◆ Data under study:
==========
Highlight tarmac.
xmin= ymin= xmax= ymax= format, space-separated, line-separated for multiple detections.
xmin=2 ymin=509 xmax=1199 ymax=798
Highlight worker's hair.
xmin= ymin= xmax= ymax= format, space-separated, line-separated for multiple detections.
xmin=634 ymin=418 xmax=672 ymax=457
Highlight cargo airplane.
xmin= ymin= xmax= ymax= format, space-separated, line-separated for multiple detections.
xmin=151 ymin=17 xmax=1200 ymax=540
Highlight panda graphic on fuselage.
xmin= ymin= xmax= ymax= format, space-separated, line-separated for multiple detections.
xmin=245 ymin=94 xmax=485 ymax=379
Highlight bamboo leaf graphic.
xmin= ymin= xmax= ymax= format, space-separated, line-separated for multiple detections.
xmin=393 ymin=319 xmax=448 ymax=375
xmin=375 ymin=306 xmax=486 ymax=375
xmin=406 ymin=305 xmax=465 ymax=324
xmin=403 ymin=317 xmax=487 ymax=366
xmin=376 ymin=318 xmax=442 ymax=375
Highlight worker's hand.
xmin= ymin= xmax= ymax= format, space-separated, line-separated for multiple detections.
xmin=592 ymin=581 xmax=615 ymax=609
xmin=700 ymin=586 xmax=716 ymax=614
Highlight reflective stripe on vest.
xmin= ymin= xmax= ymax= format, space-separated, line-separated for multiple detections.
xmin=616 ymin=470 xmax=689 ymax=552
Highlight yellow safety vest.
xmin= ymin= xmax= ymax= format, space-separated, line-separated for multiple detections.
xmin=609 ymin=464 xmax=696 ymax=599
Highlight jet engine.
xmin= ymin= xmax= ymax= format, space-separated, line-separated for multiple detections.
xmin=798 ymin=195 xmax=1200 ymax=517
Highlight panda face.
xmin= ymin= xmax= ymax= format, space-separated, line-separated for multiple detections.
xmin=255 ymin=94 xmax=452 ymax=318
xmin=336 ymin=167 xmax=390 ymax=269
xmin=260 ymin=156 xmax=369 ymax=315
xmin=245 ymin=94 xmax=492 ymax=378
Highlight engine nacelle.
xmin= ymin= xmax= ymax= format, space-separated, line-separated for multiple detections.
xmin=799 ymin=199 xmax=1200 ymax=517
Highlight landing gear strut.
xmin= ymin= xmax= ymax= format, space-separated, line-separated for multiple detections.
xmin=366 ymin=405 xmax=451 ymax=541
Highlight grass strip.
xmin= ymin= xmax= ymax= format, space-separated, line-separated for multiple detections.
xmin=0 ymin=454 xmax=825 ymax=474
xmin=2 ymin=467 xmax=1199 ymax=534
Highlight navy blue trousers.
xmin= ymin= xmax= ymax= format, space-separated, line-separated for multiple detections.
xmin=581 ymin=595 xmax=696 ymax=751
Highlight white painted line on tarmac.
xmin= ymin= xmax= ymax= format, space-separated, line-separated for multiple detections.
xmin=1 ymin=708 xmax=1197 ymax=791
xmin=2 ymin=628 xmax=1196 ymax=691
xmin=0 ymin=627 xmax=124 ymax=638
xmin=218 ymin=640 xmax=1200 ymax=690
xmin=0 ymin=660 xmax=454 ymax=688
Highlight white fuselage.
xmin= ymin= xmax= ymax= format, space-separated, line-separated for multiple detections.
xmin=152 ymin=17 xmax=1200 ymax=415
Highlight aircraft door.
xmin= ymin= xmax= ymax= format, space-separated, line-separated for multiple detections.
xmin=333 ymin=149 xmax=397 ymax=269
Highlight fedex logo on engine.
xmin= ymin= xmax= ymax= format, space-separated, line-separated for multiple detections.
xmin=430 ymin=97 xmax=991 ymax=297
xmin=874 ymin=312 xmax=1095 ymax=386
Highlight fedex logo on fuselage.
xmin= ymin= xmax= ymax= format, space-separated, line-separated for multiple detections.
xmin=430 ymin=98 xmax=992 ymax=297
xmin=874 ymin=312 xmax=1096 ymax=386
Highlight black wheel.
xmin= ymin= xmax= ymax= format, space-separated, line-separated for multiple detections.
==========
Reproduce all the entries above. Match them exactly.

◆ Your solution:
Highlight tarmac.
xmin= ymin= xmax= ymax= format, space-separated, line-separated for multiple detections.
xmin=2 ymin=509 xmax=1199 ymax=798
Highlight worker's hair.
xmin= ymin= xmax= ymax= format, space-separated, line-separated for multiple detections.
xmin=634 ymin=418 xmax=672 ymax=457
Highlight cargo airplane.
xmin= ymin= xmax= ymax= format, space-separated, line-separated for multiple detections.
xmin=151 ymin=17 xmax=1200 ymax=540
Highlight panda graphic on fuselage.
xmin= ymin= xmax= ymax= format, space-separated, line-separated for multiple detections.
xmin=245 ymin=94 xmax=485 ymax=379
Highlight bamboo leaf graphic.
xmin= ymin= xmax= ymax= format, space-separated, line-separated for multiple detections.
xmin=393 ymin=319 xmax=448 ymax=375
xmin=375 ymin=306 xmax=486 ymax=375
xmin=406 ymin=305 xmax=465 ymax=324
xmin=403 ymin=317 xmax=487 ymax=366
xmin=376 ymin=318 xmax=442 ymax=375
Highlight worker's hand.
xmin= ymin= xmax= ymax= format, space-separated, line-separated for multiple detections.
xmin=592 ymin=581 xmax=615 ymax=609
xmin=700 ymin=586 xmax=716 ymax=614
Highlight reflective stripe on vest.
xmin= ymin= xmax= ymax= format, space-separated, line-separated for multiple detections.
xmin=616 ymin=470 xmax=689 ymax=552
Highlight yellow safety vest.
xmin= ymin= xmax= ymax= format, space-separated, line-separated for multiple detections.
xmin=609 ymin=464 xmax=696 ymax=599
Highlight jet engine.
xmin= ymin= xmax= ymax= format, space-separated, line-separated for multiple detections.
xmin=798 ymin=195 xmax=1200 ymax=517
Highlight panda face.
xmin= ymin= xmax= ymax= format, space-separated, line-separated for multiple detections.
xmin=255 ymin=94 xmax=452 ymax=318
xmin=336 ymin=167 xmax=390 ymax=269
xmin=260 ymin=156 xmax=369 ymax=315
xmin=245 ymin=94 xmax=492 ymax=378
Highlight engine nacelle.
xmin= ymin= xmax= ymax= format, space-separated, line-separated for multiple detections.
xmin=799 ymin=199 xmax=1200 ymax=517
Highlight landing gear strut.
xmin= ymin= xmax= ymax= format, space-separated, line-separated for multiple detections.
xmin=366 ymin=405 xmax=451 ymax=541
Highlight grass strip.
xmin= ymin= xmax= ymax= format, space-separated, line-separated for multiple detections.
xmin=0 ymin=454 xmax=825 ymax=474
xmin=2 ymin=467 xmax=1199 ymax=534
Highlight navy blue trousers.
xmin= ymin= xmax= ymax= format, space-separated, line-separated for multiple detections.
xmin=581 ymin=595 xmax=696 ymax=751
Highlight white painted line on tarmac.
xmin= ymin= xmax= ymax= format, space-separated, line-separated for multiple detections.
xmin=1 ymin=708 xmax=1197 ymax=791
xmin=2 ymin=628 xmax=1196 ymax=691
xmin=0 ymin=627 xmax=124 ymax=638
xmin=218 ymin=640 xmax=1200 ymax=690
xmin=0 ymin=660 xmax=454 ymax=688
Highlight white fuselage.
xmin= ymin= xmax= ymax= format, space-separated, line-separated for multiple detections.
xmin=152 ymin=17 xmax=1200 ymax=415
Highlight aircraft door.
xmin= ymin= xmax= ymax= format, space-separated, line-separated for multiple detections.
xmin=333 ymin=149 xmax=397 ymax=269
Highlight fedex logo on engine.
xmin= ymin= xmax= ymax= format, space-separated, line-separated for multiple detections.
xmin=430 ymin=97 xmax=991 ymax=297
xmin=874 ymin=312 xmax=1095 ymax=386
Highlight fedex logo on fuselage.
xmin= ymin= xmax= ymax= format, space-separated, line-separated for multiple detections.
xmin=430 ymin=98 xmax=992 ymax=297
xmin=874 ymin=312 xmax=1096 ymax=386
Highlight black wheel.
xmin= ymin= xmax= ymax= format, space-separated, line-separated for multiple detections.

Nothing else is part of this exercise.